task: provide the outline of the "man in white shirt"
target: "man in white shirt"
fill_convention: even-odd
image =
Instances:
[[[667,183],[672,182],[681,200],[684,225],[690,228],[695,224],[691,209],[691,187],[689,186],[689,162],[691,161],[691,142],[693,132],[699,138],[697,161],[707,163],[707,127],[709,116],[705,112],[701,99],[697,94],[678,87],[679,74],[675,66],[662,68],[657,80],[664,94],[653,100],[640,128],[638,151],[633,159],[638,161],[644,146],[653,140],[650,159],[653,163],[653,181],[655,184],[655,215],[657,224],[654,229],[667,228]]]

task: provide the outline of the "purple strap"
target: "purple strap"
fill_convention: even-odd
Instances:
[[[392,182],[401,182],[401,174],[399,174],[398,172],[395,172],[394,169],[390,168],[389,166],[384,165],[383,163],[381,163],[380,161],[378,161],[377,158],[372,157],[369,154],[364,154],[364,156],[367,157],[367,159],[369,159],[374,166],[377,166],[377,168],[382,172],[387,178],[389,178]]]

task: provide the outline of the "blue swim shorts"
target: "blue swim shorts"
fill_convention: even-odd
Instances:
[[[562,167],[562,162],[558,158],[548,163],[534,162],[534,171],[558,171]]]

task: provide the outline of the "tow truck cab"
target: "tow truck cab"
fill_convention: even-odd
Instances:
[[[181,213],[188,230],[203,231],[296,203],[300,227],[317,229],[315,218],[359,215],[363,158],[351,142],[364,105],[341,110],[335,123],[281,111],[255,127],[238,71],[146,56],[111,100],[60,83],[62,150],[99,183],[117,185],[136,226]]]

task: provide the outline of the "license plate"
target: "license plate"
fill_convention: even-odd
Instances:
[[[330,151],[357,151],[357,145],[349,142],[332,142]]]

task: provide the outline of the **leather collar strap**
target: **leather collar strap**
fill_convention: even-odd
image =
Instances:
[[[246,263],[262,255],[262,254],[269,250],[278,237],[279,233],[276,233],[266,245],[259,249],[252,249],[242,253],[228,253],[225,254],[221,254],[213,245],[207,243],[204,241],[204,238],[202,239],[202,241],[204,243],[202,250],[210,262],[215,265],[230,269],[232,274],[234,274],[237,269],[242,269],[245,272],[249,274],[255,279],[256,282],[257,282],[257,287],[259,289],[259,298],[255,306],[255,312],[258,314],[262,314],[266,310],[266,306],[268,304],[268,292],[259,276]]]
◇ ◇ ◇ ◇ ◇ ◇ ◇
● What is being asked
Scale every polygon coordinate in the answers by 1.75 and round each to the nearest whole number, with halves rounding up. Write out all of the records above again in full, requests included.

● Task output
task: provide the outline of the "man in white shirt"
target: "man in white shirt"
fill_convention: even-odd
image =
Instances:
[[[1167,320],[1176,319],[1192,350],[1197,394],[1208,399],[1216,392],[1209,366],[1209,327],[1206,326],[1206,284],[1209,282],[1209,249],[1213,231],[1223,242],[1220,282],[1237,285],[1237,222],[1241,203],[1234,196],[1227,173],[1220,165],[1187,152],[1188,130],[1181,116],[1159,119],[1150,140],[1162,165],[1143,175],[1120,224],[1117,264],[1108,278],[1117,282],[1127,256],[1143,245],[1138,278],[1143,285],[1143,317],[1146,322],[1146,376],[1150,392],[1145,401],[1167,399]]]

task: provide the outline of the "purple strap"
target: "purple strap"
fill_convention: even-odd
Instances:
[[[686,319],[702,319],[702,305],[698,305],[697,301],[691,301],[690,296],[683,294],[681,291],[672,289],[670,285],[667,285],[665,282],[662,282],[660,277],[651,275],[646,270],[637,270],[637,273],[642,275],[642,278],[646,278],[655,291],[660,291],[660,294],[669,301],[677,312],[681,312]]]

task: provide the outline of the "blue swim shorts"
target: "blue swim shorts"
fill_convention: even-odd
Instances:
[[[984,292],[984,284],[977,277],[959,285],[935,284],[935,299],[977,299]]]

task: provide the outline of the "tow truck cab"
target: "tow truck cab"
fill_convention: even-odd
Instances:
[[[317,373],[329,403],[355,404],[518,355],[525,397],[555,401],[551,382],[628,376],[635,277],[614,249],[637,184],[597,193],[586,215],[492,194],[446,222],[417,124],[256,98],[194,175],[105,145],[109,263],[173,320],[205,324],[238,396]]]

task: provide the outline of the "license plate"
target: "license plate"
fill_convention: even-odd
Instances:
[[[578,264],[625,264],[625,254],[611,249],[581,249]]]

task: provide the outline of the **leather collar strap**
target: **leather collar strap**
fill_convention: even-odd
image =
Instances:
[[[431,460],[459,446],[459,445],[471,438],[487,415],[488,408],[483,408],[466,429],[453,436],[441,436],[424,443],[399,443],[394,445],[387,445],[373,429],[362,425],[357,422],[357,417],[354,418],[354,422],[357,425],[354,438],[368,459],[376,464],[403,471],[406,480],[410,480],[415,471],[424,471],[429,476],[436,480],[446,488],[448,494],[450,494],[450,502],[453,506],[453,522],[446,536],[446,546],[452,550],[459,550],[466,543],[466,536],[469,532],[469,511],[453,483]]]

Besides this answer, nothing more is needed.